**Enunciado**
No texto sobre as vacinas da Covid-19, em que instituto é investigador Luís Graça?

Olhemos novamente para os dados apresentados e as comparações estabelecidas pelo artigo — que estão, na sua essência, incorretos por sofrerem vários “vieses de informação”. O Infarmed listou quatro pontos importantes que permitem concluir que, no fundo, a publicação está errada:

  1. Pode ter havido maior número de notificações para uma determinada vacina por razões externas à mesma, o que, no caso da Covid-19, tem importância pelo número gigante de vacinas e de mediatização do tema num curto intervalo de tempo;
  2. Uma vacina pode ter um maior número de casos suspeitos de morte, mas serem todos (ou a sua maioria) de baixo grau de associação causal;
  3. As populações a comparar também serão seguramente muito diferentes;
  4. As comorbilidades das populações-alvo das diversas vacinas serão também bastante distintas. Ou seja, as conclusões retiradas do artigo são precipitadas e carecem de validação científica, bem como de um maior aprofundamento dos dados.

Já Luís Graça, médico e investigador do Instituto de Medicina Molecular, recordou ao Observador que “nunca houve uma campanha de vacinação tão grande como esta” e, sempre que houve uma morte, foi aberta “uma investigação, porque as autoridades levam muito a sério essa questão”. O especialista acaba por concordar com o Infarmed na função que sistemas de notificações espontâneas como o VAERS têm, reforçando que, até agora, “não há nenhuma evidência de que as mortes sejam um efeito secundário das vacinas da Covid-19”. Exceção feita, claro, aos casos pontuais como os fenómenos tromboembólicos muito raros, originados com a vacina da Astrazeneca ou da Janssen.

**Excerto dos dados**
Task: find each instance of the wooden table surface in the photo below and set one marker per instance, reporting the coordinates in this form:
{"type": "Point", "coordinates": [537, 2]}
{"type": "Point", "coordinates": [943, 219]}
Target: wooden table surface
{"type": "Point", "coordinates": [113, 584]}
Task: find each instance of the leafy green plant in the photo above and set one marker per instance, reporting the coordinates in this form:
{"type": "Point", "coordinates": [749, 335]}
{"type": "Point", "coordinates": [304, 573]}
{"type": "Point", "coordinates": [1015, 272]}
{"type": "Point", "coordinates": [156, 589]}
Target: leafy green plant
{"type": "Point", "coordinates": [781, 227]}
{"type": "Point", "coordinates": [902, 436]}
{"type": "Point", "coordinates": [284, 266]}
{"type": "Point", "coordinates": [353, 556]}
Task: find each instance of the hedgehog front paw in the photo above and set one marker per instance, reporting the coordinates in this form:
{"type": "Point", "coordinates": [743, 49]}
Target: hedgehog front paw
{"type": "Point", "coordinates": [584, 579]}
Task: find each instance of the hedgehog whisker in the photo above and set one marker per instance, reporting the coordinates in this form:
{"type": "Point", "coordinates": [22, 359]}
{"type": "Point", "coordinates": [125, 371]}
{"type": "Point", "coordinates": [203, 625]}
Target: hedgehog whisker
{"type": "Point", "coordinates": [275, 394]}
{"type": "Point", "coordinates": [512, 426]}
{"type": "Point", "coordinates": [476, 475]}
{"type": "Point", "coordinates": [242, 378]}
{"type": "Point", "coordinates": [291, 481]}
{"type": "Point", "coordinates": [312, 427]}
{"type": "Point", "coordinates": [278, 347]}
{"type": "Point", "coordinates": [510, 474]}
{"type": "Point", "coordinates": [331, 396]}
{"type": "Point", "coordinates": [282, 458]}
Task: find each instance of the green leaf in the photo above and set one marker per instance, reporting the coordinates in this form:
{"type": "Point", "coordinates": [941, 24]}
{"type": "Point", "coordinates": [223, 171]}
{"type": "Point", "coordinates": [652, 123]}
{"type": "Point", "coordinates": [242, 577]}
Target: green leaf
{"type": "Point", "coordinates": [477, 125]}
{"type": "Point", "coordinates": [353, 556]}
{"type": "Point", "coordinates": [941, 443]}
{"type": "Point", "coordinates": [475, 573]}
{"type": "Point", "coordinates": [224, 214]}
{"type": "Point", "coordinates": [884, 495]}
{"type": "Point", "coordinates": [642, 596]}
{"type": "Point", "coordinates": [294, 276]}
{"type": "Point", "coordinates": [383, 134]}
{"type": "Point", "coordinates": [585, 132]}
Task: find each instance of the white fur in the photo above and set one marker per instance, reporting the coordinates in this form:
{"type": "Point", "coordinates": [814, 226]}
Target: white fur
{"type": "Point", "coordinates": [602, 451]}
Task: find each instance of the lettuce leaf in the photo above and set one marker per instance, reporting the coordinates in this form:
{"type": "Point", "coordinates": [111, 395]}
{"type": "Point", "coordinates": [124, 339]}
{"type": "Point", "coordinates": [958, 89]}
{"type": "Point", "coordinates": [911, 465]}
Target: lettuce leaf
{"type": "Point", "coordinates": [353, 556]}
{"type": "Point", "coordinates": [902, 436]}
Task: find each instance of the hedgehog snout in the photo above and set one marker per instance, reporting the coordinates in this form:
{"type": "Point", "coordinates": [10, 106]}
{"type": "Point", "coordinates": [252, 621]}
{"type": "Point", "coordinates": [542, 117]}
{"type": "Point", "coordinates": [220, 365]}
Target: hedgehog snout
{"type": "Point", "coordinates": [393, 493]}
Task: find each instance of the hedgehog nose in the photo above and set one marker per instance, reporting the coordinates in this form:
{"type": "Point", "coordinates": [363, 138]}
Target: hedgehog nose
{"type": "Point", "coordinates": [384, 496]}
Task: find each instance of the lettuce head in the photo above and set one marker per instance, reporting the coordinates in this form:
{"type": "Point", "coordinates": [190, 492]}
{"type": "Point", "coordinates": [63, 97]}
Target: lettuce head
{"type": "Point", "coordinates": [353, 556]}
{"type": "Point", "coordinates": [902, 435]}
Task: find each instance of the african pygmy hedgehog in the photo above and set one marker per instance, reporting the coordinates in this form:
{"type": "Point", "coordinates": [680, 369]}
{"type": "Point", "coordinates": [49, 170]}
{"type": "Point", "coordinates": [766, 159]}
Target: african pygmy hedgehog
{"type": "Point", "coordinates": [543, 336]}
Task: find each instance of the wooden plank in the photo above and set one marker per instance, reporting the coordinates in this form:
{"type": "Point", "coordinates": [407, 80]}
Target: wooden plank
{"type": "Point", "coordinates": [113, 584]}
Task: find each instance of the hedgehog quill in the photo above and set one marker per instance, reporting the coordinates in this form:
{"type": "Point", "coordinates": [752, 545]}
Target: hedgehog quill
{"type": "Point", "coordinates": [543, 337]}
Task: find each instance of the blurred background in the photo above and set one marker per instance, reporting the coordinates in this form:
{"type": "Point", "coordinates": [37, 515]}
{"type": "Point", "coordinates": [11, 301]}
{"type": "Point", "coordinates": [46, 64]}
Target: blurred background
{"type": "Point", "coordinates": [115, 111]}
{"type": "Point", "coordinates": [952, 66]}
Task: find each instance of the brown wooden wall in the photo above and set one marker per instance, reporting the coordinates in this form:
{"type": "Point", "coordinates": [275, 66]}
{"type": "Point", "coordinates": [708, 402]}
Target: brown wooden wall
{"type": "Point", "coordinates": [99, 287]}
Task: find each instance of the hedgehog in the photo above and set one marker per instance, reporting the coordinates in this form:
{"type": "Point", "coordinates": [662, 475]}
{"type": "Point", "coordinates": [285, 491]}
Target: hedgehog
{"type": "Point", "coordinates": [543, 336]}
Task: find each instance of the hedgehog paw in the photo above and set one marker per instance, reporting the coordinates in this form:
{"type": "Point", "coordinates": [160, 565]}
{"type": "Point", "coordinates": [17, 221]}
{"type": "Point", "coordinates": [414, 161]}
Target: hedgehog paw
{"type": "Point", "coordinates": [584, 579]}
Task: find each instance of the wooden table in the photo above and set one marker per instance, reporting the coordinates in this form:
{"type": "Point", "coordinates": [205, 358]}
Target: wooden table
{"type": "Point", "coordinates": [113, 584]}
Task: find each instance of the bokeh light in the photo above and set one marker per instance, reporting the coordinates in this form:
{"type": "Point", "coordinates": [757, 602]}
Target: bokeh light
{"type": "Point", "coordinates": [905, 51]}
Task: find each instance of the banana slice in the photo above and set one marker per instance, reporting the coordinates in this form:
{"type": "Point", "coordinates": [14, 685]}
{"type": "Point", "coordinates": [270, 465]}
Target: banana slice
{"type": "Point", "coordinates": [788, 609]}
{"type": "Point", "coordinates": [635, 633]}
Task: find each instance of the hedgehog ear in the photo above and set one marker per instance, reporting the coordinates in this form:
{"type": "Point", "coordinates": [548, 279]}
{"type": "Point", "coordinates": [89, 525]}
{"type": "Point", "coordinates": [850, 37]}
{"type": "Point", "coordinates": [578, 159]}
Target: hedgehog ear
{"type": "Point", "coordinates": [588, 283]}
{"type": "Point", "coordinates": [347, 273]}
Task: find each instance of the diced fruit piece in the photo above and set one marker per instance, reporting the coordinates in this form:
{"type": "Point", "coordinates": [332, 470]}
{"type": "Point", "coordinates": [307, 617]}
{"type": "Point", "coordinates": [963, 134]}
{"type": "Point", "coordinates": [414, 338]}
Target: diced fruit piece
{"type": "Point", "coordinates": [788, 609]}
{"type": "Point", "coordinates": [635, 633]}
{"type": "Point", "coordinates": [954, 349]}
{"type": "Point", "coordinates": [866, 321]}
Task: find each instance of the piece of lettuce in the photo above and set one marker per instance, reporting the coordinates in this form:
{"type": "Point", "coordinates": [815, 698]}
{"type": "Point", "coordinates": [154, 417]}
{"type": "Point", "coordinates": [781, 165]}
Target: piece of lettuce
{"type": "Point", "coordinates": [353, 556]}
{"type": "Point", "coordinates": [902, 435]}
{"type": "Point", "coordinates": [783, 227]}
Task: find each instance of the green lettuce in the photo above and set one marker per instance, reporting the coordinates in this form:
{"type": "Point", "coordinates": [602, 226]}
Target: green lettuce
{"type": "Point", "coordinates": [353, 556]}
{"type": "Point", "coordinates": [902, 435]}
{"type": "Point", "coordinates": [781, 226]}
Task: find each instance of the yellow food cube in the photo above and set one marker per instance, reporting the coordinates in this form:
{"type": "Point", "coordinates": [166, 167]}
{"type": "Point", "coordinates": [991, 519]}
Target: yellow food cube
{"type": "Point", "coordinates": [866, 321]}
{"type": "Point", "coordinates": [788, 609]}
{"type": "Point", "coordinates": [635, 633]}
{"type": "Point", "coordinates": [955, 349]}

**Resolução**
No Instituto de Medicina Molecular.